--- To be done ---
Copy out every one of the records below word for word, with nothing changed.

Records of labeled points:
##############################

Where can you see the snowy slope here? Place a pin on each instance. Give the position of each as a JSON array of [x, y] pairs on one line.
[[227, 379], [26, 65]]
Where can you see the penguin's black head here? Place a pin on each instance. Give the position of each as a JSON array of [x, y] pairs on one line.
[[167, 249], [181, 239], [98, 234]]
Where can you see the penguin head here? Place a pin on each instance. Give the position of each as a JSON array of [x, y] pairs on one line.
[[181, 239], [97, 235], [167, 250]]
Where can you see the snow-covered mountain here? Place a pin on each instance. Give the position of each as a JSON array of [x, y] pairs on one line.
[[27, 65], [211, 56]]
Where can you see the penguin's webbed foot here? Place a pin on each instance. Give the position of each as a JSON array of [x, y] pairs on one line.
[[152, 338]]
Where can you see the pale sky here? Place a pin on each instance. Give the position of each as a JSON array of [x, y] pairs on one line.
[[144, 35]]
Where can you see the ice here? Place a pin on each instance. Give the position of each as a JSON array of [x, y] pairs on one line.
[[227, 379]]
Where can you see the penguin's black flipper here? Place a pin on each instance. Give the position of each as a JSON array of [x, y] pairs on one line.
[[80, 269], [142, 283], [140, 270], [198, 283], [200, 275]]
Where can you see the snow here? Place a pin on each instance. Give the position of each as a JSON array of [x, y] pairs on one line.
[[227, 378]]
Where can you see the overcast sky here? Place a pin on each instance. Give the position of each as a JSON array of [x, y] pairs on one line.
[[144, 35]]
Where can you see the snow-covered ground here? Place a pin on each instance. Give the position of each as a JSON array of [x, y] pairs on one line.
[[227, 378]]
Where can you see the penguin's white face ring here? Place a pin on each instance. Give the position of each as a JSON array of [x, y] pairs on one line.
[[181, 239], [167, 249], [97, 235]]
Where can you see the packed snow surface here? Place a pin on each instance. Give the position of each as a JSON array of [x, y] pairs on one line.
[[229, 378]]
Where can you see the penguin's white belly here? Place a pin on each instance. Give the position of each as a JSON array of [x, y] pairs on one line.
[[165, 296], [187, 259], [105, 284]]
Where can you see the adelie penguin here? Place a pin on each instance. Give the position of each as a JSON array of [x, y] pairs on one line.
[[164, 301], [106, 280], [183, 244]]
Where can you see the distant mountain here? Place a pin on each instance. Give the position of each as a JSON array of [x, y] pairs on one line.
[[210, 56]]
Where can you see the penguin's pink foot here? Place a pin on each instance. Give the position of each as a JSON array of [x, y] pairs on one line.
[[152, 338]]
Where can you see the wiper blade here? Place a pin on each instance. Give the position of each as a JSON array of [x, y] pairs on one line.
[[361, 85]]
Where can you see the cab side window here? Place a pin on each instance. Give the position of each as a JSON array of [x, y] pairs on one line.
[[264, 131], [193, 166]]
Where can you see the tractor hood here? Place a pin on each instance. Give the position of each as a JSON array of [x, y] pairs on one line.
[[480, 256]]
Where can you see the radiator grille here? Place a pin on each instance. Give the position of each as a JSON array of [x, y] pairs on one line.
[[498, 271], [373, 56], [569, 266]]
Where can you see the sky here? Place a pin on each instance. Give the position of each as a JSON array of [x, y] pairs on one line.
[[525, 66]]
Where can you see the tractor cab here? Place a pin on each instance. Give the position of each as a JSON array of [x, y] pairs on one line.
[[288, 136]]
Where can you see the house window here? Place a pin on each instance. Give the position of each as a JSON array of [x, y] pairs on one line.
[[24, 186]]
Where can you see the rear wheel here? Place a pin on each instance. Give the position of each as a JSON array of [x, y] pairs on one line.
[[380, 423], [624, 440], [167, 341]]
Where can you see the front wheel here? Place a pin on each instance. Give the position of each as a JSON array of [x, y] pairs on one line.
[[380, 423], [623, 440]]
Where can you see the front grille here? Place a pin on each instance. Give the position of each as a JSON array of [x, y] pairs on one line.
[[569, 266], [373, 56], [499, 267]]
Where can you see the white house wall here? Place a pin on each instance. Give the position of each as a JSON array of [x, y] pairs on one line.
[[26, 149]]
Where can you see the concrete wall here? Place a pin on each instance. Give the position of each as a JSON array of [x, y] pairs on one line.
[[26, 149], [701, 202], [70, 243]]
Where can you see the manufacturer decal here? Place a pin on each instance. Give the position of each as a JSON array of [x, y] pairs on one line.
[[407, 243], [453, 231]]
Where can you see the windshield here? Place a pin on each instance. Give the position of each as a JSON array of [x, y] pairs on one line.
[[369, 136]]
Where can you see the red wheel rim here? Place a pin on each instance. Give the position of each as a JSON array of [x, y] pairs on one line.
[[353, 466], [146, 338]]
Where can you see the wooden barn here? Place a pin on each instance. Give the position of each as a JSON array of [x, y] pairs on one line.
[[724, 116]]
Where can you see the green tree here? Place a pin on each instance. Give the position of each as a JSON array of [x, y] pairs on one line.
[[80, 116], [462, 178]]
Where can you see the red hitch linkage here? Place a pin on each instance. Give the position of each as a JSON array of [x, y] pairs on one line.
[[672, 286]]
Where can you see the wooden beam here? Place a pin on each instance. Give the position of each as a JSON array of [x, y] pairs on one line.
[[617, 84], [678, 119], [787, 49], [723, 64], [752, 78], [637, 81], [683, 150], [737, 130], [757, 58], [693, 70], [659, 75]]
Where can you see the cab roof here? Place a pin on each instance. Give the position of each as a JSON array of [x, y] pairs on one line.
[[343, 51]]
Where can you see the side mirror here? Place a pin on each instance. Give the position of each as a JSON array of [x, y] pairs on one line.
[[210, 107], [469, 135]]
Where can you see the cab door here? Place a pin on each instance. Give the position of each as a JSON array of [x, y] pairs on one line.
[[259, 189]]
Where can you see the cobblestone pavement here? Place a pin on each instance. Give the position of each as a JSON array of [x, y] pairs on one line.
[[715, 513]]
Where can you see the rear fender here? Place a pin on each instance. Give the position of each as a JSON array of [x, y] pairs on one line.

##############################

--- Answer to the exercise ---
Where can you see the snowy slope here? Place a pin on each instance. Give the position of each as a JSON array of [x, y] pairs on one line.
[[227, 379], [26, 65]]
Where can you see the penguin's black head here? Place a pin on each instance. Give the position of each as a JSON array of [x, y] pairs on one line.
[[167, 249], [181, 239], [98, 234]]
Where can you see the penguin head here? Place a pin on each instance. Give the position of each as a JSON array of [x, y] pairs on one line.
[[181, 239], [97, 235], [167, 250]]
Where can you see the snow-covered mountain here? Place a pin on each instance. Give the position of each as a JSON array of [x, y] pairs on one line.
[[27, 65], [211, 56]]
Where can you see the penguin's webbed foot here? Place a pin on each instance. Give the position of each as a JSON array of [x, y] pairs on one line.
[[152, 338]]
Where can you see the pale sky here? Place a pin on each instance. Give the position of each as a JSON array of [x, y] pairs on one line.
[[144, 35]]
Where can you see the ice here? Place a pin on each instance. Give the position of each as a JSON array of [x, y] pairs on one line.
[[227, 379]]
Where can you see the penguin's black flipper here? Place a pin on each instance. Give the position of each as a JSON array of [x, y] pairs on one line.
[[80, 269], [142, 283], [140, 270], [198, 283], [200, 275]]
Where can you see the snow here? Place a pin on each instance. Give the position of each as a JSON array of [x, y] pairs on one line.
[[227, 378]]
Where can you see the overcast sky here? Place a pin on each instance. Give the position of each as a JSON array of [x, y] pairs on one line.
[[144, 35]]
Where can you see the snow-covered ground here? Place a pin on each instance. Give the position of each as a JSON array of [x, y] pairs on one line.
[[227, 378]]
Where can you see the penguin's white face ring here? Place a pin on each instance. Give the position of each as a JSON array of [x, y] pairs on one line.
[[181, 239], [167, 249], [97, 235]]
Where can you see the packed snow surface here? Place a pin on each instance. Give the position of each as a JSON array of [x, y] pairs on one line.
[[229, 378]]
Where can you see the penguin's white belly here? Place a pin on each instance. Give the position of each as a JSON array of [x, y] pairs on one line.
[[165, 296], [187, 259], [105, 284]]
Where can you see the adelie penguin here? Place a pin on each instance. Give the position of each as a JSON array of [x, y] pairs on one line.
[[164, 301], [106, 280], [183, 244]]
Where can you see the distant mountain here? Place a pin on each instance. Give the position of each as a JSON array of [x, y] pairs on one line.
[[210, 56]]
Where can you see the penguin's pink foot here? Place a pin on each instance. Give the position of each as a JSON array of [x, y] pairs on one line.
[[152, 338]]
Where can you see the wiper blade here? Place a pin on each instance. Give the position of each as a JSON array of [x, y] pairs on one line.
[[361, 85]]
Where can you see the cab side window here? Place a pin on each instance. Give the position of each as a JSON array of [x, y] pairs on one line.
[[264, 131], [193, 166]]
Where can you see the tractor hood here? Place a pin on each instance. Give the position of each as a JSON array of [x, y] pairs on one line.
[[480, 256]]
Where can you see the radiator grille here? Place a pin on each instance. Give the position of each as a JSON array of [x, y] pairs on one line.
[[498, 271], [373, 56], [569, 266]]
Where can you see the sky here? Place a pin on each instance. Give the position of each as a JSON array of [x, y] pairs on one line.
[[525, 66]]
Where can you see the tractor cab here? Place a pin on each instance. Give the position of each as a JSON array of [x, y] pairs on one line.
[[288, 136]]
Where can you see the house window here? Place a pin on each instance. Give the position of each as a JSON array of [x, y] pairs on one line.
[[24, 186]]
Where can you see the rear wheel here? Place a pin on each instance. Give the position of each as a JSON array of [x, y] pairs on one line.
[[380, 423], [624, 440], [167, 341]]
Where can you see the front wheel here? Place a pin on each instance. Give the position of each as a JSON array of [x, y] pairs on one line.
[[380, 423], [623, 440]]
Where can you see the front grille here? Place a pin on each instance. Give the position of each as a JSON array of [x, y] pairs on one line.
[[569, 266], [373, 56], [499, 267]]
Where can you see the white house wall here? Place a pin on each instance. Give the position of each as a JSON array of [x, y] pairs on one line.
[[26, 149]]
Where can you see the concrete wall here? Place a pin on each instance. Give the position of each as a JSON array of [x, y] pairs on one line.
[[26, 149], [701, 202], [70, 243]]
Where can you see the manufacturer decal here? Place a pin on each instance. Give the position of each as a JSON array of [x, y] pairs on one line.
[[407, 243], [453, 231]]
Where can you see the windshield here? Place a pin on each instance. Give the position of each as a JSON array of [x, y] pairs on one line.
[[369, 136]]
Where can you see the red wheel rim here? Place a pin on each instance. Give the position of each as a JSON array of [x, y] pairs on one line.
[[353, 466], [146, 338]]
Where can you see the wooden barn here? Place a pin on each instance. Give the position of each as a JSON array of [x, y] pairs on one line.
[[724, 116]]
Where can you see the green tree here? Place a pin on each instance. Give the position of each as a JSON array of [x, y] pairs on one line.
[[80, 116], [462, 178]]
Where can you see the red hitch linkage here? Place a pin on each instance. Give the position of each as a JSON array of [x, y] pairs on one line.
[[672, 286]]
Where can you see the wooden beam here? Place a pin on each instance. Give the position of each as a JSON array of [x, y] pairs on one line.
[[617, 84], [678, 119], [787, 49], [723, 64], [752, 78], [637, 81], [683, 150], [737, 130], [757, 58], [693, 70], [659, 75]]
Where can you see the cab roof here? Place a pin on each instance. Give the position of each as a JSON array of [x, y] pairs on one line.
[[343, 51]]
Where can you see the side mirror here? Place a pin on each instance. Give the position of each as a JSON array of [x, y] pairs on one line.
[[210, 107], [469, 135]]
Where can you see the cab door here? Place a pin on each instance. Give the position of each as a JSON array of [x, y] pairs on one line.
[[259, 189]]
Where can you see the cobblestone pavement here? Place a pin on each instance. Give the position of each as a JSON array of [x, y] pairs on one line.
[[715, 513]]
Where can you see the rear fender here? Place a pin on each instance. Give the position of each as a JSON array of [x, y] pairs on one line.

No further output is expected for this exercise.